EXTRAIT DE PAGE =
◇ ◇ ◇ ◇ ◇

Ce verdict traverse l’ensemble des catégories sociales, mais les clivages politiques apparaissent nettement.
Chez les électeurs de droite, la sévérité insuffisante des peines est presque un consensus. À l’inverse, une partie de l’électorat de gauche relativise davantage ce diagnostic, notamment sur les conditions de détention.
Quant à l’autorité des magistrats, seuls 19 % estiment qu’elle est réellement respectée.
Pour les policiers, ce chiffre tombe à 10 %, révélateur d’une société où l’autorité peine désormais à s’imposer.
Forces de l’ordre : haut niveau de confiance, mais fractures générationnelles et partisanes
Si la justice inspire peu, les forces de sécurité bénéficient d’un capital de confiance bien plus solide :
– 85 % pour l’armée,
– 82 % pour la gendarmerie,
– 78 % pour la police.

◇ ◇ ◇ ◇ ◇

ACTIVITÉ = Recopiez le passage de l'extrait sur la confiance envers la justice et la police, en commençant par « Ce verdict traverse » et en allant jusqu'à « désormais à s’imposer. ».

[Données recueillies]
◇ ◇ ◇ ◇ ◇

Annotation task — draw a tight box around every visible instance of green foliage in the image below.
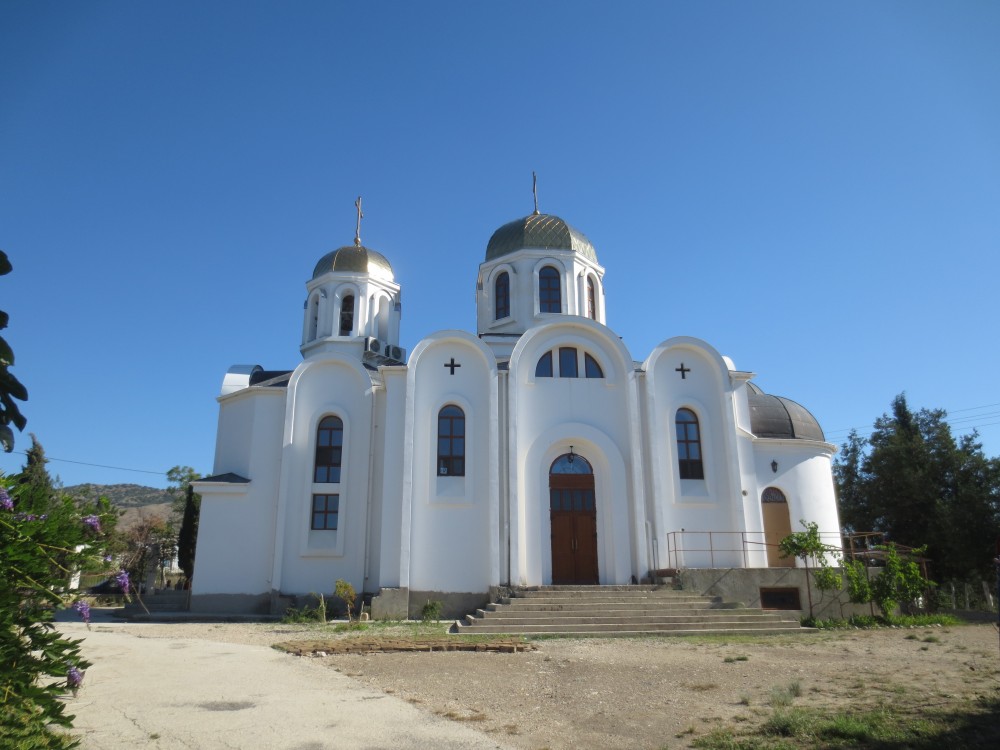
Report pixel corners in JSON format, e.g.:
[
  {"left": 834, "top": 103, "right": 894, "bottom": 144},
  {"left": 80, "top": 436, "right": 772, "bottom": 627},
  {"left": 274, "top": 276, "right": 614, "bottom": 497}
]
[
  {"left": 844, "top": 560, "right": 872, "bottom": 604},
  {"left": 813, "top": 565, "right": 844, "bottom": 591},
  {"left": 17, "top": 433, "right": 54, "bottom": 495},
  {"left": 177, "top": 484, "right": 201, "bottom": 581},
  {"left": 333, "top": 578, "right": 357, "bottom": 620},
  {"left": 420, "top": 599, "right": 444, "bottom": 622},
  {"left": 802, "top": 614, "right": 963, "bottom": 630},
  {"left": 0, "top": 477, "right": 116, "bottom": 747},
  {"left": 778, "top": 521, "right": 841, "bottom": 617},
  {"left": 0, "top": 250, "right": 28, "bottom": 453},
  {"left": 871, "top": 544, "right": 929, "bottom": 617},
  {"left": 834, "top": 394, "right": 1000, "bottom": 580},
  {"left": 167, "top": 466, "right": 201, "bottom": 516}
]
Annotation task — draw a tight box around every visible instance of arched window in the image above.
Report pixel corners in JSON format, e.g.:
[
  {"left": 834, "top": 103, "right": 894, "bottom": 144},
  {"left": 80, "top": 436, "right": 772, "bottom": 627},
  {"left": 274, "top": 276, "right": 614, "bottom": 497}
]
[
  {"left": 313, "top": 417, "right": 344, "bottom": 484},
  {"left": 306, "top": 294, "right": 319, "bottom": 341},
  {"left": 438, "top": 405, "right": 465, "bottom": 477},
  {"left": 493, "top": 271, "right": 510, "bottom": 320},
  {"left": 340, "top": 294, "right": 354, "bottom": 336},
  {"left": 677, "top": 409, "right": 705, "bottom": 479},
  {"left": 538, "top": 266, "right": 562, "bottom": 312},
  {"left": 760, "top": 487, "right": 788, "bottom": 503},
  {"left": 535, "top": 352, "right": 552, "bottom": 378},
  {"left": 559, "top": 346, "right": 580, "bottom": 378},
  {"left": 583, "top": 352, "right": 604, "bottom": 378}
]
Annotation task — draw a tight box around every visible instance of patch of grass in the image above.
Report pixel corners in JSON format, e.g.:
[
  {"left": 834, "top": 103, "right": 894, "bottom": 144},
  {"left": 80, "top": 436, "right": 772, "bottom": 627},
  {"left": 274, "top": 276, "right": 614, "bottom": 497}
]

◇ ◇ ◇ ◇ ◇

CORRIGÉ =
Ce verdict traverse l’ensemble des catégories sociales, mais les clivages politiques apparaissent nettement.
Chez les électeurs de droite, la sévérité insuffisante des peines est presque un consensus. À l’inverse, une partie de l’électorat de gauche relativise davantage ce diagnostic, notamment sur les conditions de détention.
Quant à l’autorité des magistrats, seuls 19 % estiment qu’elle est réellement respectée.
Pour les policiers, ce chiffre tombe à 10 %, révélateur d’une société où l’autorité peine désormais à s’imposer.